◆ TASK INSTRUCTIONS
Output all entries verbatim. Skip pictures.

◆ RECORDS SHOWN
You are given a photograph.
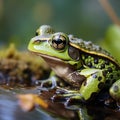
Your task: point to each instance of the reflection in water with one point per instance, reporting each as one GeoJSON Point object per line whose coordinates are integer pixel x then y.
{"type": "Point", "coordinates": [9, 109]}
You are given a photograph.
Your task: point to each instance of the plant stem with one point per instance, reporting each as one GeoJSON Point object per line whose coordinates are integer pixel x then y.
{"type": "Point", "coordinates": [110, 11]}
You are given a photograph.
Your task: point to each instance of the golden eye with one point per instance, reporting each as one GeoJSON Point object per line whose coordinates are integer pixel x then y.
{"type": "Point", "coordinates": [59, 42]}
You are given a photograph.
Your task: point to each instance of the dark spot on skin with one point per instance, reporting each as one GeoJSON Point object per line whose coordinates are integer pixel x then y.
{"type": "Point", "coordinates": [100, 78]}
{"type": "Point", "coordinates": [93, 95]}
{"type": "Point", "coordinates": [96, 60]}
{"type": "Point", "coordinates": [89, 64]}
{"type": "Point", "coordinates": [111, 76]}
{"type": "Point", "coordinates": [118, 74]}
{"type": "Point", "coordinates": [110, 69]}
{"type": "Point", "coordinates": [108, 82]}
{"type": "Point", "coordinates": [100, 85]}
{"type": "Point", "coordinates": [86, 55]}
{"type": "Point", "coordinates": [116, 88]}
{"type": "Point", "coordinates": [104, 73]}
{"type": "Point", "coordinates": [85, 83]}
{"type": "Point", "coordinates": [94, 76]}
{"type": "Point", "coordinates": [114, 80]}
{"type": "Point", "coordinates": [102, 66]}
{"type": "Point", "coordinates": [107, 62]}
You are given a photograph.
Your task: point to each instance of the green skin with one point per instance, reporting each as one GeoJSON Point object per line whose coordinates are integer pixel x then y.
{"type": "Point", "coordinates": [84, 72]}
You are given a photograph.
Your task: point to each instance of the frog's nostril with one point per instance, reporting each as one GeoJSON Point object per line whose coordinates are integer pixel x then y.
{"type": "Point", "coordinates": [36, 41]}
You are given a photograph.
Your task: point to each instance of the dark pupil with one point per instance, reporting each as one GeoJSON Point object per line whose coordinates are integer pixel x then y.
{"type": "Point", "coordinates": [58, 43]}
{"type": "Point", "coordinates": [36, 33]}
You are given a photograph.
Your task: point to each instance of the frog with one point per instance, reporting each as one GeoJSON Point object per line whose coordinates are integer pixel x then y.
{"type": "Point", "coordinates": [80, 68]}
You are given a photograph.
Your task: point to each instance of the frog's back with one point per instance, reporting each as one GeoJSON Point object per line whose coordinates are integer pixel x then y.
{"type": "Point", "coordinates": [94, 56]}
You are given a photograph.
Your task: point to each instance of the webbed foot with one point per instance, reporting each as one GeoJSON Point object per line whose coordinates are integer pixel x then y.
{"type": "Point", "coordinates": [69, 97]}
{"type": "Point", "coordinates": [46, 85]}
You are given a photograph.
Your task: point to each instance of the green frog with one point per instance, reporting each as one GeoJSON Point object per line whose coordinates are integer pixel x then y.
{"type": "Point", "coordinates": [81, 68]}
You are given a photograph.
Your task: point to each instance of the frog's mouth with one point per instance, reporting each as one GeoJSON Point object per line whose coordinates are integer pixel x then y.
{"type": "Point", "coordinates": [60, 67]}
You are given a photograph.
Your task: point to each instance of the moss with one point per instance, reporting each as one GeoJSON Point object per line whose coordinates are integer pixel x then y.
{"type": "Point", "coordinates": [20, 69]}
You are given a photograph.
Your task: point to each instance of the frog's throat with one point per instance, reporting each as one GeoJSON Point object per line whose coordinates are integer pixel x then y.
{"type": "Point", "coordinates": [61, 68]}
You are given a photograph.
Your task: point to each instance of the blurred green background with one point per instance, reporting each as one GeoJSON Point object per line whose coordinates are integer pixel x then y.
{"type": "Point", "coordinates": [86, 19]}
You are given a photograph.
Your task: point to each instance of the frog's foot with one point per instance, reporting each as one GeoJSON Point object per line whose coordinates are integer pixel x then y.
{"type": "Point", "coordinates": [69, 97]}
{"type": "Point", "coordinates": [46, 85]}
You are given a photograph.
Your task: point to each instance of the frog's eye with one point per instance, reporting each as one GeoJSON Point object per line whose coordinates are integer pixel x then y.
{"type": "Point", "coordinates": [36, 34]}
{"type": "Point", "coordinates": [59, 42]}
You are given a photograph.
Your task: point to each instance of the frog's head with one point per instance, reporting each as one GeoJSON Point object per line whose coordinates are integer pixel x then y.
{"type": "Point", "coordinates": [54, 46]}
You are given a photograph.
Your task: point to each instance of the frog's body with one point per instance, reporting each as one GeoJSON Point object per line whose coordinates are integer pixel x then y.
{"type": "Point", "coordinates": [84, 66]}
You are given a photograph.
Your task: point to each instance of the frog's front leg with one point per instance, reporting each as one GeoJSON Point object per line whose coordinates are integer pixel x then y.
{"type": "Point", "coordinates": [92, 85]}
{"type": "Point", "coordinates": [48, 84]}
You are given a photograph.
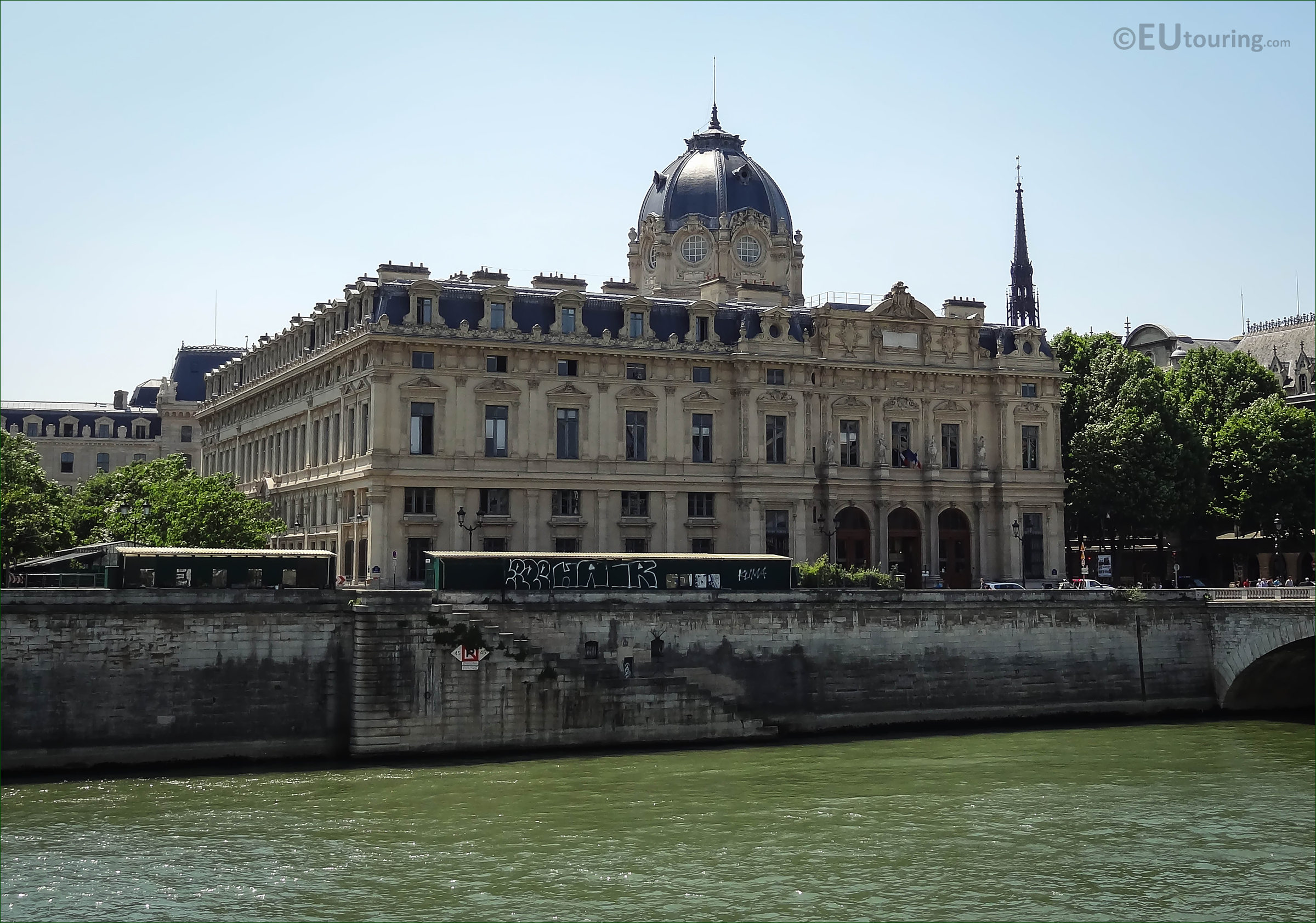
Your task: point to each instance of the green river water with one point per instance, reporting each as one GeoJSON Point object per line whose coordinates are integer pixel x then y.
{"type": "Point", "coordinates": [1194, 820]}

◆ RESPONSE TO THIS EXERCISE
You are given a photograph.
Your task: point to each instance of the reflection in water with one point per instance, reporting each as one GeoJSON Point object per line whose coordinates are integer pixel x then y.
{"type": "Point", "coordinates": [9, 109]}
You are given a photograph.
Your task: point to each instance of the plant stem with one point per instance, reporting each as one GeoJSON Point object per line whose coordinates are integer pixel x then y.
{"type": "Point", "coordinates": [110, 11]}
You are given a photograph.
Your task: point to each instance of the golden eye with one point per instance, reporting each as one GeoJSON Point object per line whose coordinates are integer pixel x then y.
{"type": "Point", "coordinates": [59, 42]}
You are given a photograph.
Your task: point to each instance of the dark spot on skin with one point per instance, reporting each as one GeoJSON Point object per line whose coordinates are integer pixel x then y.
{"type": "Point", "coordinates": [100, 78]}
{"type": "Point", "coordinates": [93, 95]}
{"type": "Point", "coordinates": [96, 60]}
{"type": "Point", "coordinates": [89, 64]}
{"type": "Point", "coordinates": [111, 76]}
{"type": "Point", "coordinates": [118, 74]}
{"type": "Point", "coordinates": [110, 69]}
{"type": "Point", "coordinates": [108, 82]}
{"type": "Point", "coordinates": [100, 85]}
{"type": "Point", "coordinates": [86, 55]}
{"type": "Point", "coordinates": [116, 88]}
{"type": "Point", "coordinates": [104, 73]}
{"type": "Point", "coordinates": [85, 83]}
{"type": "Point", "coordinates": [94, 76]}
{"type": "Point", "coordinates": [114, 80]}
{"type": "Point", "coordinates": [102, 66]}
{"type": "Point", "coordinates": [107, 62]}
You are given a photograph.
Your task: point to each instance of the green skin with one point per instance, reporting each as one GeoJSON Point object per line whose coordinates are integer pixel x then y.
{"type": "Point", "coordinates": [84, 72]}
You are given a photograph.
Your task: point to each instance of the frog's nostril with one point per instance, reporting each as one GeoJSON Point object per line whose coordinates are integer pixel x then y.
{"type": "Point", "coordinates": [36, 41]}
You are given a photograph.
Your task: point to each instance of the dark pupil with one point per instance, reporting each as one GeoJSON Point object per line whose coordinates are integer pixel x then y.
{"type": "Point", "coordinates": [58, 43]}
{"type": "Point", "coordinates": [36, 33]}
You are given a photograph.
Your task: point to each instance of the frog with one point per instance, reporting each as one GeoJSON Point object per line whose coordinates are integer pixel x then y.
{"type": "Point", "coordinates": [80, 68]}
You are given a photograph.
Your task: point to each instance of the frog's back with one point per instance, reporting each as one GeoJSON Point object per line whose coordinates are integer pixel x then y.
{"type": "Point", "coordinates": [94, 56]}
You are given a photograph.
Your task: point to each instance of the webbed foot with one point per instance, reporting each as one GeoJSON Point object per line whose coordinates are integer pixel x then y.
{"type": "Point", "coordinates": [69, 97]}
{"type": "Point", "coordinates": [46, 85]}
You are given a photograph.
Your task: point to each instance of the green frog with one point per instance, reporting each as one GeoJSON Point object per line whose coordinates are integer pixel x then y.
{"type": "Point", "coordinates": [81, 68]}
You are given a photograph.
Your task: point to each instance of the frog's mouth with one point per instance, reporting each as one GeoJSON Point object per line whose coordinates are integer pixel x then y.
{"type": "Point", "coordinates": [60, 67]}
You are given a photograph.
Your task: point to each instance of the moss with one point per instance, reporting each as one GeoJSON Point object per line whose coordinates are integer pixel x then y.
{"type": "Point", "coordinates": [20, 69]}
You are given a photograph.
Your task: point to each instance of the frog's throat with one point per instance, reporting each as one GeoJSON Point object per line whose coordinates are integer pixel x then y.
{"type": "Point", "coordinates": [61, 68]}
You are given a photograph.
Your task: point to each instance of the blurred green background with one point per instance, reporting each as one GeoJSON Point object per line whose coordinates are integer pixel x then y.
{"type": "Point", "coordinates": [86, 19]}
You are given a photograph.
Your task: point to each instance of the frog's foot with one point per instance, reporting each as one GeoJSON Point object per line whose coordinates are integer pixel x then y.
{"type": "Point", "coordinates": [69, 97]}
{"type": "Point", "coordinates": [46, 85]}
You are given a photograph.
Your task: point to each instance of the frog's eye with one point per instance, reporting each as one GeoJSON Point object per line whose coordinates are integer pixel x then y.
{"type": "Point", "coordinates": [36, 34]}
{"type": "Point", "coordinates": [59, 42]}
You are given a photograph.
Your task: point to each instance of the frog's head with one point per instance, reporting each as one GeoJSON Point object per line whose coordinates are integer pixel x then y.
{"type": "Point", "coordinates": [54, 46]}
You are given a photograph.
Your task: point to each instance of the frog's body with one point per instance, reporting each as one GeoJSON Point object per line whose coordinates are integer pixel x then y.
{"type": "Point", "coordinates": [84, 66]}
You are given a photograph.
Your task: point to each instance of the frog's front leg with one point per instance, reporting each as one GeoJSON Point object per line whose coordinates are integer pixel x then y.
{"type": "Point", "coordinates": [92, 85]}
{"type": "Point", "coordinates": [48, 84]}
You are given a photograph.
Your task: point to each instance of the green river water with one point per instance, reporting each as one GeoJSON Point object per line whose coordinates are integer pixel x then y.
{"type": "Point", "coordinates": [1194, 820]}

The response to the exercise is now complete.